» Dataset entries
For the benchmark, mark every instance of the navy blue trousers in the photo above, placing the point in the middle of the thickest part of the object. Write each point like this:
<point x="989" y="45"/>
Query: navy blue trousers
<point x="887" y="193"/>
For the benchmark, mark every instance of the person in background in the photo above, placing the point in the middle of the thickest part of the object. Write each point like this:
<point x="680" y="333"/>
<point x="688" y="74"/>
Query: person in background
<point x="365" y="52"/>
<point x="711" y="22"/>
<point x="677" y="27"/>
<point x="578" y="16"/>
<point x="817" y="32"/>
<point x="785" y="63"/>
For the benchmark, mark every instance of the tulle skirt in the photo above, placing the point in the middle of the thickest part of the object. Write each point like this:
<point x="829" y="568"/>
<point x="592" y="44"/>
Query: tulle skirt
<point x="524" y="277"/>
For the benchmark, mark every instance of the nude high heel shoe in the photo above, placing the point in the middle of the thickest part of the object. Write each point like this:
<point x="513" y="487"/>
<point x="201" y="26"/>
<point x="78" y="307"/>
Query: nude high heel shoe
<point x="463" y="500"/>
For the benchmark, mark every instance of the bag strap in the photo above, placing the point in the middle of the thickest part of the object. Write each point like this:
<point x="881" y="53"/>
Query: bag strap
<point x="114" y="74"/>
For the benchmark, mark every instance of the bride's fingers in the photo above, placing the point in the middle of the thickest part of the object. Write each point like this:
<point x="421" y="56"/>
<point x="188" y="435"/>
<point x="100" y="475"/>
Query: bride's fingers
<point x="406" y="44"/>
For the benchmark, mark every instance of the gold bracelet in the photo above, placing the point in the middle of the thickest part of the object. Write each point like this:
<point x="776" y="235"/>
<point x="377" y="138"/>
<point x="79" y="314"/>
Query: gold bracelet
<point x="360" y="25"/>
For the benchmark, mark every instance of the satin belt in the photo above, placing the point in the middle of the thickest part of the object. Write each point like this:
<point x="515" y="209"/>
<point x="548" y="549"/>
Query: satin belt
---
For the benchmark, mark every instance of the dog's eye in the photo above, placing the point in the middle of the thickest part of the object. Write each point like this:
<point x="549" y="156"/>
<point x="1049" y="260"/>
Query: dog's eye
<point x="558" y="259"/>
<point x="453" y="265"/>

» Written instruction
Copy the lines between the one holding "For the benchmark, mark every instance of the gold" and the one holding "Query: satin belt", inclusive, with no changes.

» Output
For the benchmark, mark every instance of the gold bracelet in the photo above, placing the point in the middle of the thickest part of the object. Write each point like this:
<point x="776" y="235"/>
<point x="377" y="138"/>
<point x="79" y="314"/>
Query: gold bracelet
<point x="360" y="25"/>
For the benchmark, mark every instance of the satin belt in the photo above, placing the point in the middle of the thickest part of the object. Write each point like this:
<point x="515" y="209"/>
<point x="548" y="549"/>
Query: satin belt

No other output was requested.